TEXTO APRESENTADO =
:::::
Edelweiss está sentada no chão, separando e juntando farelos de pão. Discursos
nazistas, em alemão, cortam o ambiente. Depois, o barulho da partida e da
chegada dos trens que transportavam os prisioneiros.
Embora em dois momentos Edelweiss tenha derrapado no texto,
ela está inteira na cena. Sua atuação nos faz pensar nas dificuldades
encontradas por atores e atrizes que optam pelos monólogos, muitas vezes
escorregando em erros que comprometem o resultado de seus trabalhos. Diria até
que o maior dos erros é a opção pelo espetáculo solo mais pela necessidade de alimentar
o ego do que pela vocação artística. O que não me parece ser o caso de
Edelweiss, uma atriz que busca o aperfeiçoamento, tendo inclusive participado de
residência artística com Eugênio Barba e Julia Varley (respectivamente, diretor
e atriz do Odin Teatret, da Dinamarca).
:::::
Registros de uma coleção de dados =
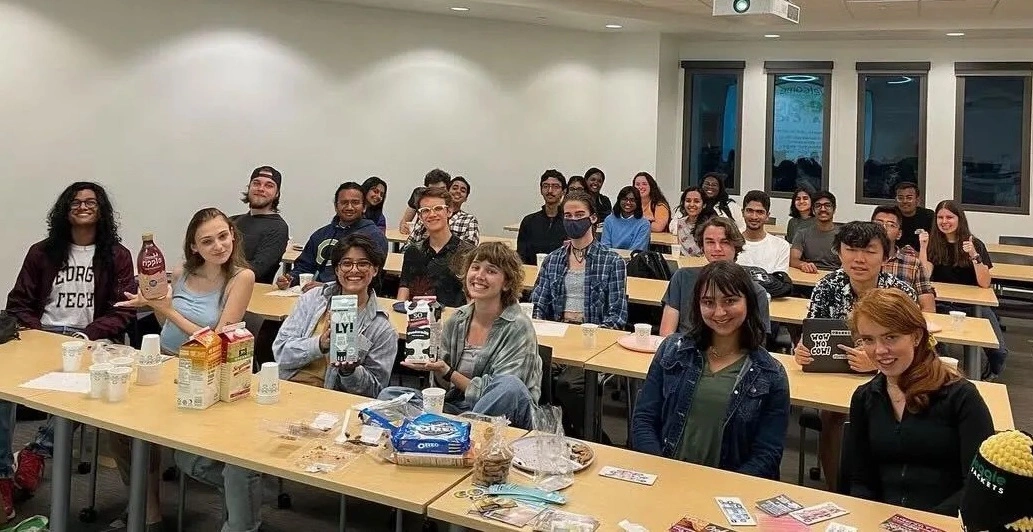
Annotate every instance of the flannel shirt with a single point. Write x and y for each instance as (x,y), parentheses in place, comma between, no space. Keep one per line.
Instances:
(905,267)
(462,223)
(834,298)
(605,286)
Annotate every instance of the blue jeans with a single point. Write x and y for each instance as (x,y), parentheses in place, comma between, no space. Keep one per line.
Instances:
(995,357)
(241,489)
(505,395)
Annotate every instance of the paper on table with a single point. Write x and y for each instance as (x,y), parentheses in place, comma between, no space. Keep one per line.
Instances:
(551,329)
(59,381)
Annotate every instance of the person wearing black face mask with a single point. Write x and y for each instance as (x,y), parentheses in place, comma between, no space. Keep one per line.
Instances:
(582,282)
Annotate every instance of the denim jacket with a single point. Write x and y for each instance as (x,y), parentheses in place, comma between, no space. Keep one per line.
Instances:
(754,425)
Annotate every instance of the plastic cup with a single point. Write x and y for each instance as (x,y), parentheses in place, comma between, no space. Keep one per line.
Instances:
(588,334)
(643,332)
(118,383)
(98,380)
(434,400)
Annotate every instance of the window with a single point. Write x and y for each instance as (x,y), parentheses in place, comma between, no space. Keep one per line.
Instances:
(890,128)
(992,136)
(713,115)
(799,106)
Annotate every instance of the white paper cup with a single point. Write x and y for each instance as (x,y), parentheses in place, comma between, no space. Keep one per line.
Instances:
(148,374)
(434,400)
(643,333)
(588,334)
(957,319)
(98,380)
(118,383)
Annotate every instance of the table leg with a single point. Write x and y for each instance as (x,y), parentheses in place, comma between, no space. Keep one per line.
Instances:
(61,481)
(139,463)
(592,405)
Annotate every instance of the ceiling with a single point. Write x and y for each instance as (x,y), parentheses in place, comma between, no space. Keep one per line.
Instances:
(819,19)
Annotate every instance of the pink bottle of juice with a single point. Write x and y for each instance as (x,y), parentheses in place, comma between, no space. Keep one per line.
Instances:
(151,268)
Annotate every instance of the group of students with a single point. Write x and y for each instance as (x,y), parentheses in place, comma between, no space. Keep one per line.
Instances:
(713,395)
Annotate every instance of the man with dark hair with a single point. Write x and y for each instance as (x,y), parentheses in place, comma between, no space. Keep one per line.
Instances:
(903,262)
(437,178)
(462,223)
(914,217)
(264,230)
(720,240)
(812,247)
(542,231)
(349,202)
(761,250)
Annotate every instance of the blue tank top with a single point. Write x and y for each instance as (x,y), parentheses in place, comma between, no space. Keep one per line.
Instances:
(202,309)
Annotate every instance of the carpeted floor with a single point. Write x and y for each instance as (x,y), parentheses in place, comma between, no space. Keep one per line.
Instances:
(317,510)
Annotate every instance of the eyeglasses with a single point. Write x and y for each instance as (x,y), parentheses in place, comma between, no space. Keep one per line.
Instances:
(86,204)
(438,209)
(360,266)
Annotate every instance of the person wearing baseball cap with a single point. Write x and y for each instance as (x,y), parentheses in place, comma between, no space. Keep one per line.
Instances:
(264,230)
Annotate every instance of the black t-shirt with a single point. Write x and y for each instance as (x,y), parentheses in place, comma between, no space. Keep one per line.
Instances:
(922,219)
(961,275)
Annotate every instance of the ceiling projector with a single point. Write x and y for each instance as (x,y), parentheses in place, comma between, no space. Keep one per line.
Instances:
(781,8)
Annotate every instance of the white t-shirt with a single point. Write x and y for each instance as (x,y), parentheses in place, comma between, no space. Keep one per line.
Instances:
(70,303)
(771,254)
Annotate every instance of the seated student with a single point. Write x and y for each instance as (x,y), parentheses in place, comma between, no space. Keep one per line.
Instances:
(904,262)
(950,253)
(625,227)
(720,240)
(349,200)
(812,247)
(376,195)
(917,425)
(430,267)
(713,396)
(437,178)
(211,289)
(541,231)
(69,284)
(491,364)
(462,223)
(862,247)
(302,347)
(582,282)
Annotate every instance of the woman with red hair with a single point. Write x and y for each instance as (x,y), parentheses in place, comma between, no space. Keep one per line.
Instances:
(916,426)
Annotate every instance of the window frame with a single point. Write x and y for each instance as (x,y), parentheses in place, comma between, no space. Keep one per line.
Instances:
(690,68)
(964,70)
(917,70)
(820,69)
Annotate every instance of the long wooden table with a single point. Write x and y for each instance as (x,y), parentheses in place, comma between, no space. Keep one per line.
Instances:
(681,489)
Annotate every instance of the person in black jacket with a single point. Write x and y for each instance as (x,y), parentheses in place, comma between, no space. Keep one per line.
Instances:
(914,428)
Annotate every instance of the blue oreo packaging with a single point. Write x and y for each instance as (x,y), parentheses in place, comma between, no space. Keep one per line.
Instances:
(434,434)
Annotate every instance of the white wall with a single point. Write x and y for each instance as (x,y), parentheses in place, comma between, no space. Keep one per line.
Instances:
(169,103)
(942,89)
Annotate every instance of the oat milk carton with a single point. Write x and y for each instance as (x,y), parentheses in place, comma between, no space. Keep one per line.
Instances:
(238,356)
(200,358)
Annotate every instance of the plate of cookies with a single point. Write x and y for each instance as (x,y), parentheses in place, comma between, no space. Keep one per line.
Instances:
(528,455)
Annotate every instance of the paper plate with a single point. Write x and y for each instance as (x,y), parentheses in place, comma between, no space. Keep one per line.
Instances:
(526,455)
(630,342)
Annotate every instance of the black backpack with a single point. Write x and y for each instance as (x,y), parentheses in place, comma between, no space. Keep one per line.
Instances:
(649,264)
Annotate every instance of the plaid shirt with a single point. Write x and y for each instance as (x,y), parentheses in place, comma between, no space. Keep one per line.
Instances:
(605,286)
(462,223)
(905,267)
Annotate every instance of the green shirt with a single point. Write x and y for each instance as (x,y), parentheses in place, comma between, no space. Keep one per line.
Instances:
(703,427)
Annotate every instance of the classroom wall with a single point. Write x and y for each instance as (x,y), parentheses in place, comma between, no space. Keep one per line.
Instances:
(169,103)
(942,88)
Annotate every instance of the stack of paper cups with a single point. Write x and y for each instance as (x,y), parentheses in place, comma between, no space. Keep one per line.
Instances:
(269,383)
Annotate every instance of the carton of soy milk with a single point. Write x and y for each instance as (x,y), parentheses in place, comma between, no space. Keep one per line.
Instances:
(343,314)
(238,354)
(200,358)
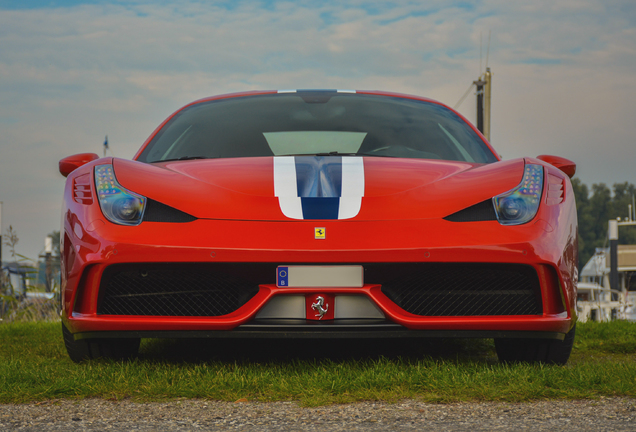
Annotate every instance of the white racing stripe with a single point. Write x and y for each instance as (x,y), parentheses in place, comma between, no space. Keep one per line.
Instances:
(352,187)
(286,187)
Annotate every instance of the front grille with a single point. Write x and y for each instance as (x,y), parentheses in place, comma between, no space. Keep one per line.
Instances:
(462,289)
(178,289)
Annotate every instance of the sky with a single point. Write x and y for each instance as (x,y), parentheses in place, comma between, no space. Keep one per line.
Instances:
(73,71)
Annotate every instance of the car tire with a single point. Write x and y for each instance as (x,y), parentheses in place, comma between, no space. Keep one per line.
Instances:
(547,351)
(87,349)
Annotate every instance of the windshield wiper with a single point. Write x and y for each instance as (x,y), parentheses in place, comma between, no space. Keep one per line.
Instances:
(183,158)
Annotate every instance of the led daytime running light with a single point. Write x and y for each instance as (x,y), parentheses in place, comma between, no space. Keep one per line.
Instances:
(118,204)
(521,204)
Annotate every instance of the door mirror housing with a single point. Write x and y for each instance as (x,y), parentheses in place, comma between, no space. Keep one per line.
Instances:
(565,165)
(71,163)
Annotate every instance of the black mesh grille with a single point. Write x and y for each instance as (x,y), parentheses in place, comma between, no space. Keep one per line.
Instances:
(482,211)
(175,289)
(158,212)
(464,289)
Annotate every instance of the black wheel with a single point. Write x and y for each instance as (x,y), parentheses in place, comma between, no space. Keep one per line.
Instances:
(80,350)
(536,350)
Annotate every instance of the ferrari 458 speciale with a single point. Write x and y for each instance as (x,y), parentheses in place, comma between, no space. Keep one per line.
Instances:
(318,214)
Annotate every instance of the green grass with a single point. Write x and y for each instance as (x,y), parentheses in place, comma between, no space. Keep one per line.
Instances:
(34,367)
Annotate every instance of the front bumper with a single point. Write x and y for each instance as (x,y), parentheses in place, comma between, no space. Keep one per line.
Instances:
(93,249)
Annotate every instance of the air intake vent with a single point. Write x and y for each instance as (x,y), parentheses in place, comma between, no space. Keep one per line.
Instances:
(174,289)
(483,211)
(82,189)
(555,190)
(158,212)
(465,289)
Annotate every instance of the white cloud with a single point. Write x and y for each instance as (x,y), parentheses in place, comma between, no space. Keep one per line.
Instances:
(68,76)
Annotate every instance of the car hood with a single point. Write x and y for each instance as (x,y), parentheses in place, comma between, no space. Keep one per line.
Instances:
(284,188)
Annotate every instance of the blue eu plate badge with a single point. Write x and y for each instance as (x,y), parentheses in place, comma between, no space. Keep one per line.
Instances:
(283,276)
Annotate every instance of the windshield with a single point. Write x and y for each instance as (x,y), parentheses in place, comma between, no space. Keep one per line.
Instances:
(317,123)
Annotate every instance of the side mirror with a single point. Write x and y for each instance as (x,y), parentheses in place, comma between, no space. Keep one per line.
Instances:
(565,165)
(71,163)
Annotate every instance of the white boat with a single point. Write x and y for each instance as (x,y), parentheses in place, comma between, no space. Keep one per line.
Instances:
(595,300)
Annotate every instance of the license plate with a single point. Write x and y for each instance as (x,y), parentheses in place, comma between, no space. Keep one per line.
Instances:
(319,276)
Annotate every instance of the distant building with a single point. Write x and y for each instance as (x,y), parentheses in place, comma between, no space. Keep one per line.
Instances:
(596,301)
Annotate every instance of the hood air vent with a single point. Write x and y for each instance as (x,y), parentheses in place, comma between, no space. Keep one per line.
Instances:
(158,212)
(484,211)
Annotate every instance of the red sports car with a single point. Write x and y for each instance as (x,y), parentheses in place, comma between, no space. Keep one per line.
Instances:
(319,214)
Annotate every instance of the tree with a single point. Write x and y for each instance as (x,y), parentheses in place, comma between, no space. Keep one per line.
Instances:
(11,241)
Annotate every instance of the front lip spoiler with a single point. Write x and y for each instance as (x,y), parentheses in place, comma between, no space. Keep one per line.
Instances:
(306,329)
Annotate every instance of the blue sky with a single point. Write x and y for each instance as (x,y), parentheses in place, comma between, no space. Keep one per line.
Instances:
(74,71)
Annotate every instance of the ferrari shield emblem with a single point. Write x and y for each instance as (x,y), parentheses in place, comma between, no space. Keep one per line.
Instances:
(319,307)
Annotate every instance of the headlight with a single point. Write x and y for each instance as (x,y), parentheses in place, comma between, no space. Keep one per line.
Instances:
(521,204)
(119,205)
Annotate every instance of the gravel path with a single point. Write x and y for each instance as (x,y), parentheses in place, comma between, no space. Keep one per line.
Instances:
(605,414)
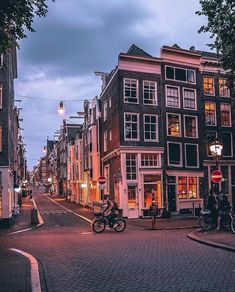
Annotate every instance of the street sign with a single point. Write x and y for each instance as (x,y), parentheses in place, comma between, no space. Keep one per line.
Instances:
(216,176)
(102,180)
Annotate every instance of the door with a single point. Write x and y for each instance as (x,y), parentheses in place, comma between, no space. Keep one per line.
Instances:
(132,202)
(171,198)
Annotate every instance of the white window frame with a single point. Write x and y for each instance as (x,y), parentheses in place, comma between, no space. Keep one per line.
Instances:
(185,127)
(180,128)
(185,152)
(213,85)
(178,89)
(151,140)
(155,93)
(168,154)
(230,116)
(137,90)
(105,110)
(181,69)
(138,127)
(208,125)
(195,96)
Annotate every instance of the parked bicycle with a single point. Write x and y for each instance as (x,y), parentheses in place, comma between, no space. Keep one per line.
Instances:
(208,221)
(100,222)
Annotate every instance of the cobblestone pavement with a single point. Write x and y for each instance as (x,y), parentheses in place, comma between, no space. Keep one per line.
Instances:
(75,259)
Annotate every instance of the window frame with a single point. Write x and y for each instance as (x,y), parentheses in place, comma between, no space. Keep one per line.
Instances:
(137,90)
(185,155)
(180,130)
(168,154)
(138,126)
(155,93)
(196,137)
(157,138)
(195,98)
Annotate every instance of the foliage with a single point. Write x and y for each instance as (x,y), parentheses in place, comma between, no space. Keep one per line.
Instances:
(221,25)
(15,17)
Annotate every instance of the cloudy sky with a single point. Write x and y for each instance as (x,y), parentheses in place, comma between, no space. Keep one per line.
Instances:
(78,37)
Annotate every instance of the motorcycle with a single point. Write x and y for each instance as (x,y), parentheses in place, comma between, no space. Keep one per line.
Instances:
(208,221)
(100,222)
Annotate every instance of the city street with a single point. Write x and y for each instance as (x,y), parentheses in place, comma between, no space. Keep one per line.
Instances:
(72,258)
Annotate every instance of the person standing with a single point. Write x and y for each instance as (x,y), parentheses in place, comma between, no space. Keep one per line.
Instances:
(153,212)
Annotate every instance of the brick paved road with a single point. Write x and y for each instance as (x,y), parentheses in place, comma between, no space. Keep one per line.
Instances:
(75,259)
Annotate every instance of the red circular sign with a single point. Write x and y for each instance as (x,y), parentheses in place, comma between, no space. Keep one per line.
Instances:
(102,180)
(216,176)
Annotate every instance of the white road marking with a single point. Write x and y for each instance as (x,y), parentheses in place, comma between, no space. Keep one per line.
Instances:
(35,279)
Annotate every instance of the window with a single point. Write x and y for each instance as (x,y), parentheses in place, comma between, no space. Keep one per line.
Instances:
(190,126)
(131,126)
(210,137)
(223,88)
(191,155)
(225,114)
(208,85)
(172,96)
(150,127)
(149,159)
(185,75)
(210,113)
(0,138)
(174,154)
(130,91)
(173,125)
(187,187)
(105,110)
(0,95)
(150,92)
(227,141)
(105,141)
(189,96)
(131,167)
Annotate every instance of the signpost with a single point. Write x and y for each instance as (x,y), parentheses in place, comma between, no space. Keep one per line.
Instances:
(216,176)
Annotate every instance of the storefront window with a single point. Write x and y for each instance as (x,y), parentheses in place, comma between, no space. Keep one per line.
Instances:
(152,190)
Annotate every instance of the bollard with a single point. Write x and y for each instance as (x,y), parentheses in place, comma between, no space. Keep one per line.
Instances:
(34,216)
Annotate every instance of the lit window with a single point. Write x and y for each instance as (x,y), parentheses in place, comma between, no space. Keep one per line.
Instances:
(131,167)
(130,91)
(172,96)
(173,125)
(131,126)
(225,114)
(208,85)
(210,113)
(150,128)
(223,88)
(189,96)
(150,92)
(190,126)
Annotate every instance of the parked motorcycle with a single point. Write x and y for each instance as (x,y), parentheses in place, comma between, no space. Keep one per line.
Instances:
(100,222)
(208,221)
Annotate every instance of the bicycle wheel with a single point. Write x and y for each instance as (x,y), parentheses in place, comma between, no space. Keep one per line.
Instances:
(233,224)
(205,223)
(98,226)
(119,225)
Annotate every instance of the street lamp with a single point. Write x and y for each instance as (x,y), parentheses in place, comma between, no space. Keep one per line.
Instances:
(216,149)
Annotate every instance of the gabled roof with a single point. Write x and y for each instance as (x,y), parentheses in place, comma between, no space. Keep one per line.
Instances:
(136,51)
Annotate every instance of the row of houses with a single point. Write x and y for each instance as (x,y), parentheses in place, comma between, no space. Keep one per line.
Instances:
(148,133)
(13,170)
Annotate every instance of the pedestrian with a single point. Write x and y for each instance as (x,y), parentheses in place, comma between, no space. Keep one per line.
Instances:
(153,212)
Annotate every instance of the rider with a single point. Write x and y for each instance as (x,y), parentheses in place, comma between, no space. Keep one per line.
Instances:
(223,206)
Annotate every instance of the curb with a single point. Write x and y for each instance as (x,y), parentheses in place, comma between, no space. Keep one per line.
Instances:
(197,238)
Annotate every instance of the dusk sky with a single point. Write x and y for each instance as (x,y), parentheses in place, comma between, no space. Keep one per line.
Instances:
(78,37)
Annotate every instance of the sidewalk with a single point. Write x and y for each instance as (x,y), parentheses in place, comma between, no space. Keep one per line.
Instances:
(220,239)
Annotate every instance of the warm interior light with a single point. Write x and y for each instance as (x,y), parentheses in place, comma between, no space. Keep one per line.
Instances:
(61,108)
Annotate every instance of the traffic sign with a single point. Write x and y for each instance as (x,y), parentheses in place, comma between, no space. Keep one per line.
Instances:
(216,176)
(102,180)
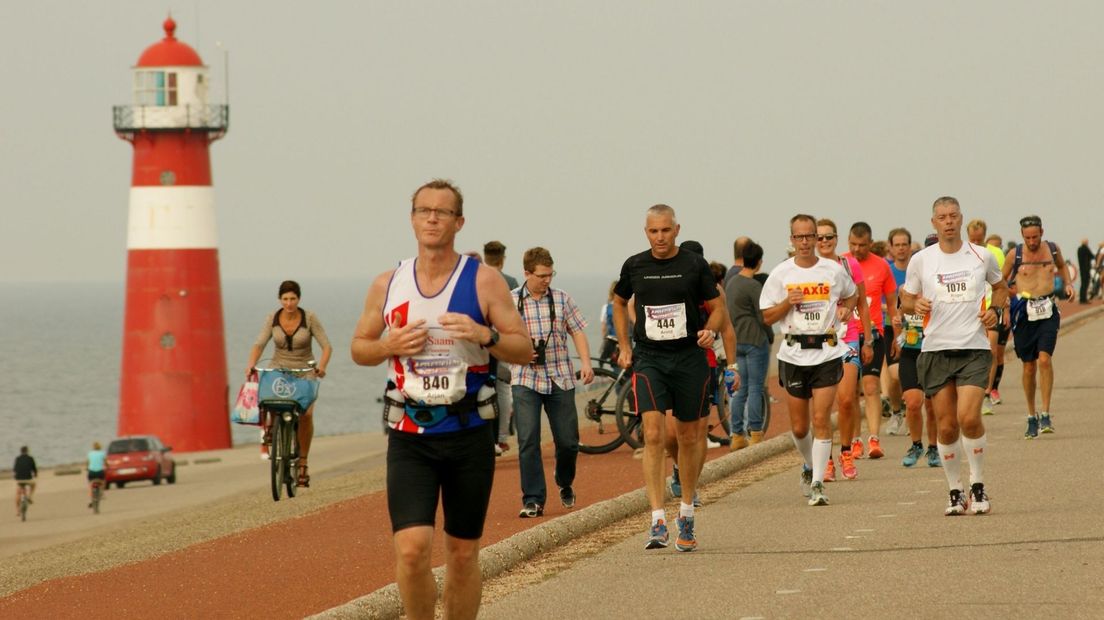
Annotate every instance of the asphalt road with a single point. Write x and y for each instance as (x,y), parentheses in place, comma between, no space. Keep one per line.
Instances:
(883,548)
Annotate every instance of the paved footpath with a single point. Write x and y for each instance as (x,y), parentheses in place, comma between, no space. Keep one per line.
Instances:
(883,547)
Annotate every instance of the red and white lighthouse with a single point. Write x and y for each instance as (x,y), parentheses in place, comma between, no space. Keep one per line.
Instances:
(173,381)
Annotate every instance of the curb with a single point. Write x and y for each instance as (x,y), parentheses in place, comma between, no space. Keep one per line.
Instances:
(501,556)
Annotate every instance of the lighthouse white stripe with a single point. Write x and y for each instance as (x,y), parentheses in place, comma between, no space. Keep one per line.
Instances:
(172,217)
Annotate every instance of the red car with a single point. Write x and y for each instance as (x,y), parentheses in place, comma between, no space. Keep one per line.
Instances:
(139,457)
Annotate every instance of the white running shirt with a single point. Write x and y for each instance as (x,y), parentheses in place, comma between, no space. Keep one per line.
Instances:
(825,285)
(955,284)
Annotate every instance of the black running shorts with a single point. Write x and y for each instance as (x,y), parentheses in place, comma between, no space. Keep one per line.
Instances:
(672,380)
(964,366)
(457,466)
(800,381)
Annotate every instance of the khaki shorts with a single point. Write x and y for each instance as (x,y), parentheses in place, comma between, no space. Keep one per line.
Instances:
(964,366)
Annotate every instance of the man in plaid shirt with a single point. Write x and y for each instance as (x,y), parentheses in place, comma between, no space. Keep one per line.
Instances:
(551,317)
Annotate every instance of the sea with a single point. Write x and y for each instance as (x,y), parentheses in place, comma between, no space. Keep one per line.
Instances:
(62,351)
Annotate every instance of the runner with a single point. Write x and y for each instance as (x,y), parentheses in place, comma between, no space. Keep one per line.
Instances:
(857,334)
(911,328)
(670,371)
(441,442)
(880,286)
(811,297)
(1036,318)
(945,284)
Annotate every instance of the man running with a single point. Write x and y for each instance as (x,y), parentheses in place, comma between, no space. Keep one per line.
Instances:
(945,284)
(1030,273)
(668,286)
(811,297)
(436,319)
(880,285)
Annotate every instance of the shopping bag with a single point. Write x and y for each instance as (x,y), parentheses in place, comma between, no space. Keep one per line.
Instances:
:::::
CONJUNTO DE TAREFAS =
1. Transcreva literalmente o trecho do texto apresentado que vai de "Embora em dois" até "Teatret, da Dinamarca).", incluindo esses dois extremos.
2. Segundo o texto apresentado, que funções Eugênio Barba e Julia Varley exercem no Odin Teatret?
3. Liste todas as pessoas mencionadas pelo nome no texto apresentado.

SOLUÇÕES =
1.
Embora em dois momentos Edelweiss tenha derrapado no texto,
ela está inteira na cena. Sua atuação nos faz pensar nas dificuldades
encontradas por atores e atrizes que optam pelos monólogos, muitas vezes
escorregando em erros que comprometem o resultado de seus trabalhos. Diria até
que o maior dos erros é a opção pelo espetáculo solo mais pela necessidade de alimentar
o ego do que pela vocação artística. O que não me parece ser o caso de
Edelweiss, uma atriz que busca o aperfeiçoamento, tendo inclusive participado de
residência artística com Eugênio Barba e Julia Varley (respectivamente, diretor
e atriz do Odin Teatret, da Dinamarca).

2. Eugênio Barba é diretor e Julia Varley é atriz do Odin Teatret, da Dinamarca.

3. Edelweiss, Eugênio Barba e Julia Varley.